### WHAT THE TASK REQUIRES
How might the statement on the Labor MPs' praise of Mr Rajapaksa go on after its final paragraph? Write the next few paragraphs of it.

I share the concern that these statements were made by Labor MPs. Such comments by western MPs are gold for ruthless leaders who are shunned by most leaders of democratic nations.
Let me note here that the man they are commending - Mr Rajapaksa - and his army that they are calling ‘men of courage' have committed brutal human rights abuses during and since the war in Sri Lanka 2009. The assassination of children, the massacre of possibly 100 000 Tamils, the rape of hundreds of Tamil women - possibly more, the rape and torture of men and asylum seekers, land grabs, the imprisonment of Tamil children, kidnappings, disappearances, bashings. Let's not forget the atrocities during the war - bombing civilian areas, and bombing the makeshift hospitals in the war zone 31 times during the last five months.
Labor MPs Ms Beattie, Mr Pandazopoulos and Ms Thomson are out of step with world opinion.
These are some of the groups and individuals that have spoken publicly about the abuses and have expressed concern and alarm at what is happening in Sri Lanka.
UN High Commissioner for Human Rights Navi Pillay, Amnesty International, Human Rights Watch, Asian Human Rights Commission, the International Commission of Jurists, Human Rights Law Centre, UK's Channel 4, SBS's Dateline, the Bar Human Rights Committee, veteran Australian sports journalist Trevor Grant, former Prime Minister Malcolm Fraser, the Australian Tamil Congress, Archbishop Desmond Tutu, International film maker Beate Arnestad.
It remains a concern for progressive Australians that Ms Beattie and Mr Pandazopoulos, who are part of the Victoria Labor left, praised Mr Rajapaksa in the way that they did. At a time when there is growing broad based support for the rights of Tamils and progressives in Sri Lanka, the actions of these MPs is deeply troubling.
The Tamils with whom I met continue to feel extremely hurt by these comments. It adds to their continuing feeling of pain at the response of the Australian government towards the war and the continuing injustices in Sri Lanka.
It would be revealing to know who helped these MPs organise their visit and arrange for them to meet Mr Rajapaksa. In the face of mounting evidence of war crimes and crimes against humanity why did these Labor MPs make positive statements about the President who has been implicated in war crimes and crimes against humanity?
The Tamils expressed to me the hope these MPs and all MPs in our state and federal parliaments would closely follow the work of the team mandated by the UN Human Rights Council to conduct a comprehensive investigation of alleged human rights violations in Sri Lanka.

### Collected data
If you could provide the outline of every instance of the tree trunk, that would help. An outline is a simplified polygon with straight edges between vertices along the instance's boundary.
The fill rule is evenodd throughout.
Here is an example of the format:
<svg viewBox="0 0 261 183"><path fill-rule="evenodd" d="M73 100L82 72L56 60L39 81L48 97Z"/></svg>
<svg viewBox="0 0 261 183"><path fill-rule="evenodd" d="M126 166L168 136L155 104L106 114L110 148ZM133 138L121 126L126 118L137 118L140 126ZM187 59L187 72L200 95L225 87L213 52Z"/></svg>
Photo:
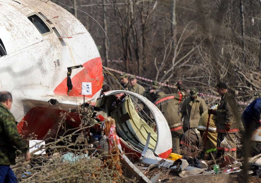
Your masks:
<svg viewBox="0 0 261 183"><path fill-rule="evenodd" d="M139 36L137 34L137 31L136 30L135 25L135 4L134 0L130 0L130 26L131 28L131 30L132 32L132 35L133 36L133 44L134 49L134 52L136 57L136 60L138 63L138 75L140 75L141 72L141 64L140 59L139 55L139 40L138 38Z"/></svg>
<svg viewBox="0 0 261 183"><path fill-rule="evenodd" d="M176 21L176 0L171 1L171 36L172 40L172 47L175 49L176 39L177 22Z"/></svg>
<svg viewBox="0 0 261 183"><path fill-rule="evenodd" d="M261 1L261 0L260 1ZM259 70L261 70L261 37L260 37L259 43L260 45L259 46Z"/></svg>
<svg viewBox="0 0 261 183"><path fill-rule="evenodd" d="M107 35L108 33L108 28L107 26L107 22L106 21L106 7L104 4L105 4L105 0L103 0L103 24L104 25L104 30L105 31L105 34ZM104 52L104 65L105 67L108 66L108 41L107 39L106 35L104 38L104 47L105 49Z"/></svg>
<svg viewBox="0 0 261 183"><path fill-rule="evenodd" d="M76 9L77 6L76 5L76 0L74 0L73 1L73 7L74 8L74 16L76 17L76 18L78 19L77 17L77 10Z"/></svg>
<svg viewBox="0 0 261 183"><path fill-rule="evenodd" d="M241 19L241 36L242 37L242 49L243 51L243 61L245 62L245 21L244 11L243 7L243 0L240 1L240 17Z"/></svg>

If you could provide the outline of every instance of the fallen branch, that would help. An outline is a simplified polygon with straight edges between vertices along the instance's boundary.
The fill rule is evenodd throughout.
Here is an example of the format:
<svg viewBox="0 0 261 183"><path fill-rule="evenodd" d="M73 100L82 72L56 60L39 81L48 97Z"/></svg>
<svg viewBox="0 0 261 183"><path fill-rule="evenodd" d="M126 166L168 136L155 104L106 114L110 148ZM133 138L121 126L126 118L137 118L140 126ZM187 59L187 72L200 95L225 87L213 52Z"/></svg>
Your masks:
<svg viewBox="0 0 261 183"><path fill-rule="evenodd" d="M147 169L146 169L144 171L144 172L143 172L143 174L144 175L146 175L147 173L149 173L150 171L153 169L155 168L156 167L158 167L160 164L163 163L164 161L165 161L165 160L164 159L162 159L155 164L151 164L148 167Z"/></svg>

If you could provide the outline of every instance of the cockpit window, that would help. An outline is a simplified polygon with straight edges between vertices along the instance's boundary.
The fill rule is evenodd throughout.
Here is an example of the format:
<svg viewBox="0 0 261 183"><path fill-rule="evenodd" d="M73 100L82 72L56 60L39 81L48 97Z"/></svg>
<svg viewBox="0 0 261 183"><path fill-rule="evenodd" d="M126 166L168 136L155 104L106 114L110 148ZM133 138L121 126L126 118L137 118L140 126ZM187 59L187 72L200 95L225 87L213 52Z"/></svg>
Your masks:
<svg viewBox="0 0 261 183"><path fill-rule="evenodd" d="M48 26L37 15L33 15L28 16L28 18L41 34L43 34L50 31Z"/></svg>
<svg viewBox="0 0 261 183"><path fill-rule="evenodd" d="M0 57L6 55L7 54L6 51L4 44L3 43L3 42L0 39Z"/></svg>

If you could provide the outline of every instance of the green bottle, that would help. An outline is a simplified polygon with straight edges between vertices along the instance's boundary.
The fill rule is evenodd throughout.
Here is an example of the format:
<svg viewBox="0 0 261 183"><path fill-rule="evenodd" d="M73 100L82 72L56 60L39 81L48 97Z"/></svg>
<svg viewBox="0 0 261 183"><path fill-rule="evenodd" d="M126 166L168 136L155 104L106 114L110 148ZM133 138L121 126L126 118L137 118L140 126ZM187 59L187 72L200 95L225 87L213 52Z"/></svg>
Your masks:
<svg viewBox="0 0 261 183"><path fill-rule="evenodd" d="M219 165L216 164L214 165L214 166L213 167L213 169L215 172L215 173L217 174L218 172L218 171L219 171Z"/></svg>

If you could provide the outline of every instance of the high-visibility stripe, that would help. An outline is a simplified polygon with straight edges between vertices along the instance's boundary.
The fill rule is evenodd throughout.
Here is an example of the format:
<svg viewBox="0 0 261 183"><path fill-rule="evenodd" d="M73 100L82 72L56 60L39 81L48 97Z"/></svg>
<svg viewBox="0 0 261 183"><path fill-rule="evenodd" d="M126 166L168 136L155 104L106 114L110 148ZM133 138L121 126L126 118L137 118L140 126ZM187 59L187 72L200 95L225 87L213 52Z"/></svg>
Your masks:
<svg viewBox="0 0 261 183"><path fill-rule="evenodd" d="M220 147L217 147L217 149L218 150L224 150L225 151L236 151L236 148L232 148L232 149L228 149L227 148L223 148Z"/></svg>
<svg viewBox="0 0 261 183"><path fill-rule="evenodd" d="M173 132L173 131L176 131L177 130L178 130L180 129L181 129L182 128L182 126L179 126L178 127L177 127L176 128L172 128L170 129L171 131Z"/></svg>
<svg viewBox="0 0 261 183"><path fill-rule="evenodd" d="M160 99L160 100L158 101L157 101L157 102L155 103L155 106L156 106L157 104L158 104L159 102L161 102L163 101L164 101L167 100L168 99L171 99L171 98L174 98L174 96L168 96L167 97L163 98L162 99Z"/></svg>
<svg viewBox="0 0 261 183"><path fill-rule="evenodd" d="M198 129L202 129L202 130L205 130L207 129L207 127L206 126L199 126L198 127ZM216 131L216 130L217 130L217 128L212 128L211 127L208 127L208 131L209 130L212 130L213 131Z"/></svg>
<svg viewBox="0 0 261 183"><path fill-rule="evenodd" d="M217 129L217 132L222 132L222 133L231 133L231 132L237 132L239 131L239 129L231 129L229 130L226 130L225 129Z"/></svg>

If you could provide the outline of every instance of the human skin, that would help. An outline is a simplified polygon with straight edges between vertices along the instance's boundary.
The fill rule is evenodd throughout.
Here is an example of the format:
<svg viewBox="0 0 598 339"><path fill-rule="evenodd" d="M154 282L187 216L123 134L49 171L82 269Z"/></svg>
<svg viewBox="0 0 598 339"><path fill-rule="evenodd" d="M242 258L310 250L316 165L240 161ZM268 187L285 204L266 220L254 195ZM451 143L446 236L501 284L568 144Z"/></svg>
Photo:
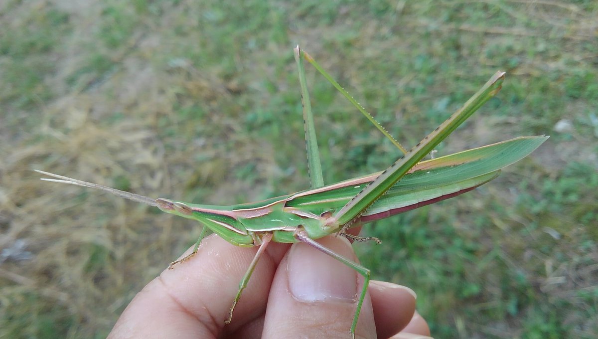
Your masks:
<svg viewBox="0 0 598 339"><path fill-rule="evenodd" d="M318 242L357 261L343 237ZM363 278L304 243L269 245L225 326L256 251L206 237L194 256L164 270L135 296L108 338L350 338ZM415 301L408 288L372 280L356 338L428 338Z"/></svg>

### EXPECTED ANSWER
The three distinguished experts leading this investigation are:
Mr Martti Ahtisaari, former President of Finland and Nobel Peace Prize Laureate, who has also served as a UN diplomat and mediator and is renowned for his international peace work;
Ms Silvia Cartwright, former Governor-General and High Court judge of New Zealand, and judge of the Extraordinary Chambers of the Courts in Cambodia, as well as former member of the UN Committee for the Elimination of Discrimination against Women;
Ms Asma Jahangir, former President of Pakistan's Supreme Court Bar Association and of the Human Rights Commission of Pakistan, previous holder of several Human Rights Council mandates and member of a recent fact-finding body into Israeli settlements.
They will be handing down their report in March. The world will be watching.
As is the style of the Sri Lankan government, their PR machine will most likely already be in full swing to neutralise any adverse findings.
The power of the ruthless Rajapaska regime is a constant reminder why we need MPs in Australia who are independent and consult with the diaspora Tamil community and multiple international human rights and legal organisations that are concerned about the abuses in Sri Lanka - so that they do not give comfort to this dangerous President through ill-advised statements.
The world has finally woken up to the atrocities of Rajapaksa Government. Australia may well be one of the last countries standing with and giving cover to a President and government accused of war crimes, crimes against humanity, genocide and ongoing human rights abuses.